WHAT IS NEEDED:
Up to and including the line with "quick question for ya — wheres the wooden", return every line from the start of the entries below exactly.

SUPPLIED RECORDS:
# # # #

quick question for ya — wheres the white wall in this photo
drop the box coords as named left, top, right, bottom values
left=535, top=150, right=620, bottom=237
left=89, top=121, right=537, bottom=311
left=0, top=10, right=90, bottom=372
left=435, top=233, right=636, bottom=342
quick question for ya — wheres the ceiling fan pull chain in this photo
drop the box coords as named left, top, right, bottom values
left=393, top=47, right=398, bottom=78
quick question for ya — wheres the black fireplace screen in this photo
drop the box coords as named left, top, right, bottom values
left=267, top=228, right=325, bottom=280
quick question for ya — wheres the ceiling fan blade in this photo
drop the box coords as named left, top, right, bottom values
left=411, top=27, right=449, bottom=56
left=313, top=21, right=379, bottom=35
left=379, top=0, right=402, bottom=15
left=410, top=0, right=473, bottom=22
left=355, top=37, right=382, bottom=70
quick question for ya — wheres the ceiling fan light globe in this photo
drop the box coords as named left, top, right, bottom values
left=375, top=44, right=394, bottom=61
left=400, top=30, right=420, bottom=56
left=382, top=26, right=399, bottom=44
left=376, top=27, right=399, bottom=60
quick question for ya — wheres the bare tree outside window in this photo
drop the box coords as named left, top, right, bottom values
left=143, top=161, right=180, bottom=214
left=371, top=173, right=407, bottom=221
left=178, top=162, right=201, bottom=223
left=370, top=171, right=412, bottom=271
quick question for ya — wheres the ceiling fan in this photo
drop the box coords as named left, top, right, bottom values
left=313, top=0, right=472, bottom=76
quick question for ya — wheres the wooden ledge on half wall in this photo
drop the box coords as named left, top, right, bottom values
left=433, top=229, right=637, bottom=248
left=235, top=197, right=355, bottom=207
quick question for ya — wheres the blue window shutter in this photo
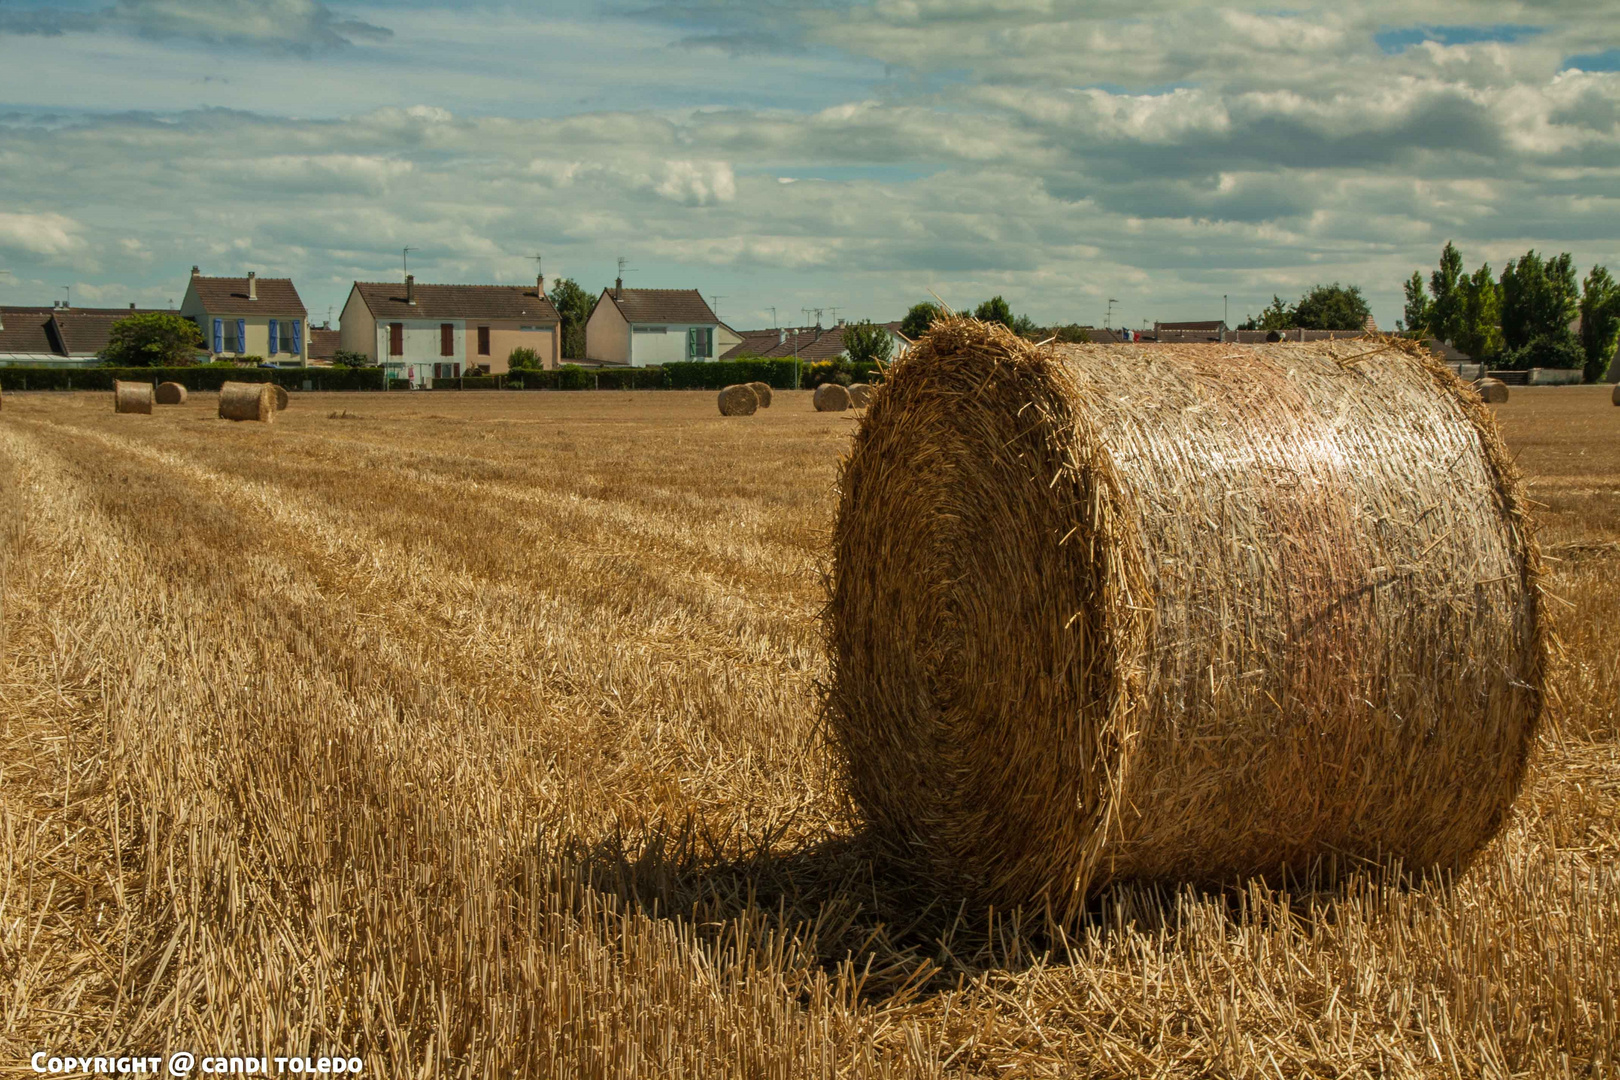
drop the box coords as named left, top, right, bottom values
left=213, top=318, right=223, bottom=354
left=291, top=320, right=302, bottom=357
left=268, top=319, right=279, bottom=355
left=236, top=319, right=246, bottom=354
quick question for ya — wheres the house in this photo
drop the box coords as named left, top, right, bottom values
left=339, top=274, right=560, bottom=387
left=181, top=268, right=309, bottom=365
left=307, top=326, right=341, bottom=366
left=0, top=303, right=168, bottom=366
left=719, top=321, right=912, bottom=362
left=1153, top=319, right=1229, bottom=343
left=585, top=279, right=727, bottom=367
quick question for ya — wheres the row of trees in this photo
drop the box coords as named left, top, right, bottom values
left=899, top=297, right=1040, bottom=340
left=1239, top=284, right=1373, bottom=332
left=1402, top=242, right=1620, bottom=380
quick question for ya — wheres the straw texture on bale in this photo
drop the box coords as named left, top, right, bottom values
left=218, top=381, right=276, bottom=423
left=717, top=384, right=759, bottom=416
left=747, top=381, right=773, bottom=408
left=828, top=320, right=1545, bottom=921
left=846, top=382, right=873, bottom=407
left=813, top=383, right=850, bottom=412
left=113, top=380, right=154, bottom=415
left=272, top=384, right=290, bottom=411
left=1477, top=377, right=1509, bottom=404
left=154, top=382, right=188, bottom=405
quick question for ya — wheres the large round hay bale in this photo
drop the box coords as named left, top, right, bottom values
left=717, top=384, right=759, bottom=416
left=271, top=383, right=289, bottom=411
left=846, top=382, right=873, bottom=407
left=1477, top=377, right=1509, bottom=403
left=828, top=320, right=1545, bottom=920
left=747, top=381, right=773, bottom=408
left=813, top=383, right=850, bottom=412
left=154, top=381, right=188, bottom=405
left=113, top=380, right=153, bottom=415
left=218, top=381, right=276, bottom=423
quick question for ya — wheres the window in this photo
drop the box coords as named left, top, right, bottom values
left=389, top=323, right=404, bottom=356
left=477, top=326, right=490, bottom=356
left=224, top=323, right=240, bottom=353
left=687, top=326, right=713, bottom=360
left=632, top=325, right=668, bottom=334
left=440, top=323, right=455, bottom=357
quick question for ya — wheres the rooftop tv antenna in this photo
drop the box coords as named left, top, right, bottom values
left=828, top=306, right=840, bottom=325
left=617, top=256, right=636, bottom=279
left=769, top=306, right=778, bottom=329
left=403, top=246, right=415, bottom=278
left=1105, top=298, right=1120, bottom=328
left=709, top=295, right=725, bottom=317
left=813, top=307, right=824, bottom=328
left=62, top=285, right=71, bottom=309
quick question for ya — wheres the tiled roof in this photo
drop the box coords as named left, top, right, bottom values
left=601, top=288, right=717, bottom=325
left=0, top=307, right=59, bottom=356
left=309, top=327, right=341, bottom=361
left=354, top=281, right=559, bottom=321
left=55, top=310, right=171, bottom=355
left=1156, top=320, right=1227, bottom=331
left=721, top=325, right=848, bottom=360
left=189, top=276, right=307, bottom=317
left=0, top=306, right=168, bottom=357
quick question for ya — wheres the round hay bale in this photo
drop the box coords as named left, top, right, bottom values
left=154, top=381, right=188, bottom=405
left=846, top=382, right=873, bottom=408
left=113, top=380, right=153, bottom=415
left=1476, top=377, right=1509, bottom=404
left=813, top=383, right=851, bottom=412
left=747, top=381, right=773, bottom=408
left=828, top=320, right=1545, bottom=920
left=271, top=383, right=289, bottom=411
left=218, top=381, right=276, bottom=423
left=718, top=384, right=759, bottom=416
left=1612, top=382, right=1620, bottom=406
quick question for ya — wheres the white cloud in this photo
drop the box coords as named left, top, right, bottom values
left=654, top=161, right=737, bottom=205
left=0, top=212, right=89, bottom=257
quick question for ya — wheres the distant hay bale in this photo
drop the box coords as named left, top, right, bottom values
left=271, top=384, right=289, bottom=411
left=1613, top=382, right=1619, bottom=406
left=846, top=382, right=873, bottom=407
left=113, top=380, right=153, bottom=415
left=813, top=383, right=850, bottom=412
left=747, top=381, right=773, bottom=408
left=717, top=384, right=759, bottom=416
left=828, top=320, right=1545, bottom=921
left=218, top=381, right=275, bottom=423
left=154, top=382, right=188, bottom=405
left=1477, top=377, right=1509, bottom=404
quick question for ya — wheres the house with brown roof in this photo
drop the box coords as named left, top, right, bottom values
left=719, top=321, right=912, bottom=362
left=307, top=326, right=341, bottom=365
left=585, top=279, right=733, bottom=366
left=181, top=268, right=309, bottom=364
left=339, top=274, right=560, bottom=386
left=1153, top=319, right=1229, bottom=343
left=0, top=303, right=169, bottom=366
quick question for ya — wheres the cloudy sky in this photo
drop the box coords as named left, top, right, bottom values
left=1, top=0, right=1617, bottom=331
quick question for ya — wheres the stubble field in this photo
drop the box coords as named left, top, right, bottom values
left=0, top=385, right=1616, bottom=1078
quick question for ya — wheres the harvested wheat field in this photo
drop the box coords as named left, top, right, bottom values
left=1, top=385, right=1616, bottom=1078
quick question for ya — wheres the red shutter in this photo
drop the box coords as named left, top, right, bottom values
left=389, top=323, right=403, bottom=356
left=441, top=323, right=454, bottom=356
left=478, top=326, right=490, bottom=356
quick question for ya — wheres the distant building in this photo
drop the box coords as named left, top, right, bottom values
left=181, top=268, right=309, bottom=365
left=308, top=326, right=341, bottom=366
left=1153, top=319, right=1229, bottom=343
left=720, top=321, right=912, bottom=362
left=0, top=303, right=168, bottom=366
left=339, top=274, right=561, bottom=387
left=585, top=280, right=731, bottom=366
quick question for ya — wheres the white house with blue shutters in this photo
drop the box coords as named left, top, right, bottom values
left=180, top=267, right=309, bottom=365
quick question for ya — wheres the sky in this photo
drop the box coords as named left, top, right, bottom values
left=1, top=0, right=1618, bottom=332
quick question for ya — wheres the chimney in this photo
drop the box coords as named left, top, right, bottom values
left=247, top=271, right=258, bottom=301
left=537, top=270, right=545, bottom=297
left=191, top=265, right=200, bottom=279
left=130, top=303, right=136, bottom=310
left=405, top=274, right=416, bottom=304
left=614, top=277, right=623, bottom=300
left=777, top=327, right=786, bottom=345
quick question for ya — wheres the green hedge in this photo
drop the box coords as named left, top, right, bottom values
left=0, top=364, right=385, bottom=392
left=661, top=359, right=806, bottom=390
left=801, top=359, right=885, bottom=389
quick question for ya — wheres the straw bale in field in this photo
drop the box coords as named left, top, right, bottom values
left=847, top=382, right=873, bottom=407
left=828, top=320, right=1545, bottom=921
left=1613, top=382, right=1620, bottom=406
left=814, top=383, right=850, bottom=412
left=718, top=384, right=759, bottom=416
left=155, top=382, right=188, bottom=405
left=113, top=380, right=153, bottom=415
left=218, top=381, right=275, bottom=423
left=1477, top=377, right=1509, bottom=403
left=747, top=381, right=773, bottom=408
left=272, top=384, right=289, bottom=411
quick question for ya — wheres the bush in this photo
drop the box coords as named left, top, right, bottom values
left=99, top=312, right=207, bottom=366
left=0, top=364, right=385, bottom=392
left=662, top=359, right=803, bottom=390
left=331, top=349, right=374, bottom=368
left=1497, top=332, right=1585, bottom=372
left=802, top=359, right=884, bottom=389
left=508, top=346, right=543, bottom=371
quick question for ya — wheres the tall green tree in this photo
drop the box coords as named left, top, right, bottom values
left=899, top=301, right=944, bottom=340
left=547, top=277, right=594, bottom=360
left=1401, top=271, right=1433, bottom=336
left=1429, top=241, right=1465, bottom=344
left=1579, top=265, right=1620, bottom=383
left=1239, top=295, right=1295, bottom=332
left=1452, top=265, right=1503, bottom=362
left=1292, top=283, right=1372, bottom=330
left=1500, top=250, right=1579, bottom=351
left=841, top=320, right=894, bottom=365
left=973, top=296, right=1014, bottom=328
left=99, top=312, right=205, bottom=366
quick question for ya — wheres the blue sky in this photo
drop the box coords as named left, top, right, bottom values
left=2, top=0, right=1618, bottom=331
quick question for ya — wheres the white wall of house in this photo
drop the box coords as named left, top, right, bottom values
left=630, top=323, right=718, bottom=366
left=375, top=319, right=466, bottom=387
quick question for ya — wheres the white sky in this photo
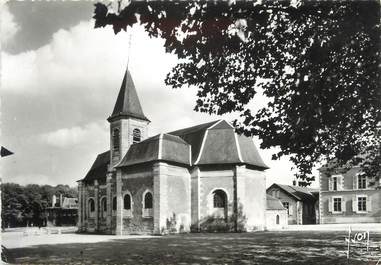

# # # #

COMPLETED EXERCISE:
quick question for ya — wheres the white wall in this photo
drop the box coords as named left, top, right, bottom values
left=535, top=150, right=620, bottom=237
left=89, top=121, right=537, bottom=311
left=0, top=10, right=90, bottom=372
left=435, top=233, right=636, bottom=342
quick question for ya — wheres the ceiling fan pull chain in this photo
drop the box coords as named left, top, right, bottom values
left=393, top=47, right=398, bottom=78
quick question for ya — wheres the black fireplace screen in this photo
drop the box coords as named left, top, right, bottom values
left=267, top=228, right=325, bottom=280
quick question for ya — wheres the ceiling fan blade in this photo
drop the box coords as named left, top, right, bottom values
left=411, top=27, right=449, bottom=56
left=313, top=21, right=379, bottom=35
left=379, top=0, right=402, bottom=15
left=410, top=0, right=473, bottom=22
left=355, top=37, right=382, bottom=70
quick question for ya — wheres the ceiling fan light globe in this photo
drop the box coords as named left, top, right, bottom values
left=375, top=44, right=394, bottom=61
left=400, top=30, right=420, bottom=56
left=382, top=26, right=399, bottom=44
left=376, top=27, right=399, bottom=60
quick question for ya — wheres the bare tree outside window in this photo
drop the box coords as named left, top, right, bottom values
left=143, top=161, right=180, bottom=214
left=371, top=173, right=407, bottom=221
left=178, top=162, right=201, bottom=223
left=370, top=171, right=412, bottom=271
quick question for ya — wheres the ceiling fan in this photo
drop the box coords as named left, top, right, bottom values
left=313, top=0, right=472, bottom=76
quick question for ya — wheres the wooden ledge on half wall in this photo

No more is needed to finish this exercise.